Direction – Could you change every "Identify" in the rows below to "Mark" and leave everything else untouched?

__________

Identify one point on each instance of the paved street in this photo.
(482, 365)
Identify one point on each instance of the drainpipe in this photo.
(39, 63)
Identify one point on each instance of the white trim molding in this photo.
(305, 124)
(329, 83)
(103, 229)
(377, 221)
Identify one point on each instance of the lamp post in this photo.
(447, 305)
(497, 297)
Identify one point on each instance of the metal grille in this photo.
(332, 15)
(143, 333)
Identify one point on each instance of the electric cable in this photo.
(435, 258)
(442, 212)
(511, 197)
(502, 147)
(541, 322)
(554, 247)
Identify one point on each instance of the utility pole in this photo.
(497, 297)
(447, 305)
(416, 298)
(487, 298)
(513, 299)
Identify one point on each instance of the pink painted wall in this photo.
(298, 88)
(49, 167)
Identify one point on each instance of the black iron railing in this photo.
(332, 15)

__________

The result –
Mark one point on each instance of the paved street in this photo.
(482, 365)
Mark one point on each instance of the drainpipe in this photo.
(39, 63)
Mark one point on each instance of the white trim molding in this photo.
(305, 124)
(329, 83)
(103, 229)
(377, 221)
Mark one point on each instance of the lamp post in this photo.
(447, 305)
(497, 297)
Mark one point on each instance of the metal grille in this photo.
(332, 15)
(143, 333)
Mark one point on each instance of the electric cable in this photo.
(435, 258)
(442, 212)
(511, 197)
(502, 147)
(541, 322)
(554, 247)
Mark one point on each instance of the utility pole in this photo.
(497, 297)
(447, 305)
(416, 298)
(487, 298)
(513, 299)
Mark one point on each instance of the pink painted wall in this photo.
(298, 88)
(49, 167)
Mark one point on each instance of the black iron railing in this photo.
(332, 15)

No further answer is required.